◆ **EXERCISE BRIEF**
Word for word, restate the records that come next, omitting the images.

◆ **DATA FOR THIS TASK**

======

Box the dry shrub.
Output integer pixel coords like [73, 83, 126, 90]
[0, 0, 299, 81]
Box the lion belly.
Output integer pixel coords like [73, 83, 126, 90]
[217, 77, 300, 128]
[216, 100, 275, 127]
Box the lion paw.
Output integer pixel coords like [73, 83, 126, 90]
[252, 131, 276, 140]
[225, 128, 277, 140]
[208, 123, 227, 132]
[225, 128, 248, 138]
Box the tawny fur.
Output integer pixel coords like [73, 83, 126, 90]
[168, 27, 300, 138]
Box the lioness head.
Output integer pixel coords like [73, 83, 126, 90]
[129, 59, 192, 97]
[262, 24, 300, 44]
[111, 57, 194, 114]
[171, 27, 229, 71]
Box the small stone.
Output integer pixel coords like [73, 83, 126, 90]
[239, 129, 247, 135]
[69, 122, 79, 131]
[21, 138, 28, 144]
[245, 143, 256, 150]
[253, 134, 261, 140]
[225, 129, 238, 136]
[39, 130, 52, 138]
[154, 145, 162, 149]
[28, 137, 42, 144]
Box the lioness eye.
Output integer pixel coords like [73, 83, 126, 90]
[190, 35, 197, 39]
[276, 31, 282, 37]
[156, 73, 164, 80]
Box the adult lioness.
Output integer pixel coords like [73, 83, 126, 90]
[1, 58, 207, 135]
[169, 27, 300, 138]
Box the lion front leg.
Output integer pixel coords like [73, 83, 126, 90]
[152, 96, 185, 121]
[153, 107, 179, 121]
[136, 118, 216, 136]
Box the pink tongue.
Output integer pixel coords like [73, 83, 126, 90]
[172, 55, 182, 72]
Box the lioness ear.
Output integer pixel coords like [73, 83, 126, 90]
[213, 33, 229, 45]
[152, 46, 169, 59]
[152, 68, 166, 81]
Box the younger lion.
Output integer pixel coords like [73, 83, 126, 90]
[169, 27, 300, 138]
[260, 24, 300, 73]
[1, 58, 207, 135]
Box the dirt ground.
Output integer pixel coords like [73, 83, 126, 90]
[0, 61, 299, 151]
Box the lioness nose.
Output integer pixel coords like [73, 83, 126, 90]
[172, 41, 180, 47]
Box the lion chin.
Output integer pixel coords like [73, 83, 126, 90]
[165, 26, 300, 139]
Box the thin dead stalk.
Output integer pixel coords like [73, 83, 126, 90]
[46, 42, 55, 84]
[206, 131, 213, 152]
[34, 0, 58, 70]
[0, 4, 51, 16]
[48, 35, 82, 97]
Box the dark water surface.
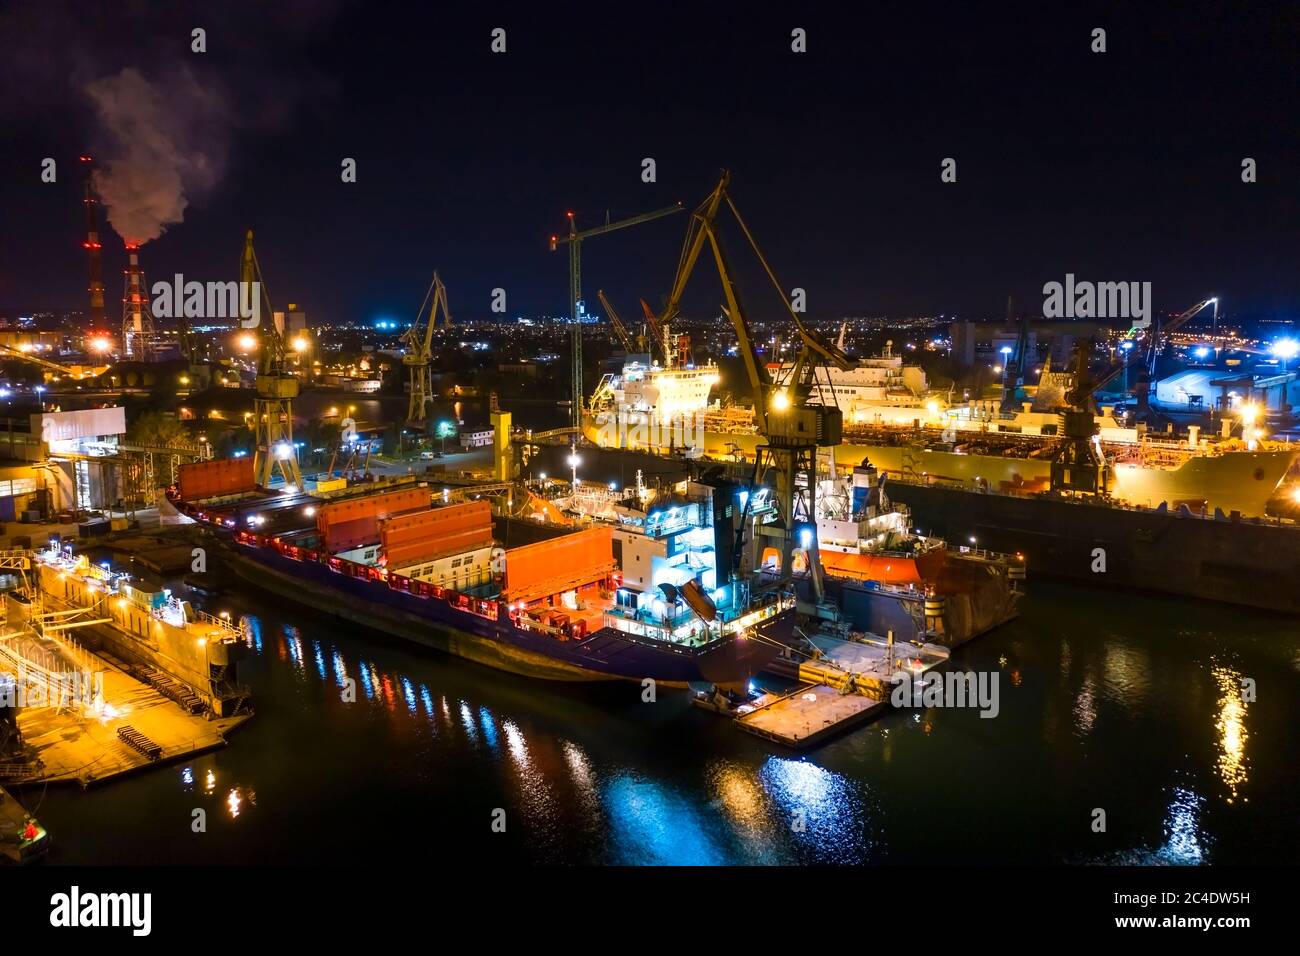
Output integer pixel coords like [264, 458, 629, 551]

======

◆ **REPLY TO THE TASK**
Box the dry shrub.
Output integer pixel coords like [73, 83, 126, 90]
[0, 0, 299, 81]
Box the lion belly.
Output integer pixel coords like [73, 83, 126, 90]
[217, 77, 300, 128]
[216, 100, 275, 127]
Box the lion paw.
Output integer pixel coords like [73, 83, 126, 90]
[252, 131, 276, 140]
[225, 128, 277, 140]
[208, 123, 227, 132]
[225, 128, 248, 138]
Box the tawny fur.
Output integer pixel coords like [73, 83, 126, 90]
[168, 27, 300, 138]
Box the lioness head.
Output integer pixel coords like [73, 83, 126, 90]
[129, 59, 192, 97]
[262, 24, 300, 44]
[111, 57, 194, 114]
[171, 27, 229, 71]
Box the small stone.
Output integer pixel coords like [73, 83, 126, 90]
[239, 129, 247, 135]
[69, 122, 79, 131]
[21, 138, 28, 144]
[245, 143, 256, 150]
[253, 134, 261, 140]
[225, 129, 238, 136]
[39, 130, 52, 138]
[154, 145, 162, 149]
[28, 137, 42, 144]
Box the lioness eye.
Output integer pixel coords like [73, 83, 126, 90]
[190, 35, 197, 39]
[276, 31, 282, 37]
[156, 73, 164, 80]
Box the adult lioness.
Output integer pixel coords like [73, 83, 126, 90]
[1, 58, 207, 135]
[169, 27, 300, 138]
Box the lion front leg.
Output integer pixel coords like [73, 83, 126, 90]
[152, 96, 185, 121]
[153, 107, 179, 121]
[136, 118, 216, 136]
Box the pink tongue.
Output integer pixel coords like [73, 83, 126, 90]
[172, 55, 182, 72]
Box the lioness ear.
Output integer pixel coords like [73, 83, 126, 90]
[213, 33, 229, 45]
[152, 46, 169, 59]
[152, 68, 166, 81]
Box the younger lion.
Output integer pixel coords like [73, 83, 126, 90]
[169, 27, 300, 138]
[260, 24, 300, 73]
[1, 58, 207, 135]
Box the dirt ground.
Output integer pixel coords like [73, 83, 126, 90]
[0, 61, 299, 151]
Box the lioness nose.
Output integer pixel coords like [73, 83, 126, 90]
[172, 41, 180, 47]
Box the lion chin.
Output integer pixel coords like [73, 83, 126, 90]
[165, 26, 300, 139]
Box the thin dead stalk.
Output integer pixel coords like [73, 83, 126, 90]
[46, 42, 55, 84]
[206, 131, 213, 152]
[34, 0, 58, 70]
[0, 4, 51, 16]
[48, 35, 82, 97]
Box the dark water surface.
Output integer pixel coords like [264, 458, 629, 551]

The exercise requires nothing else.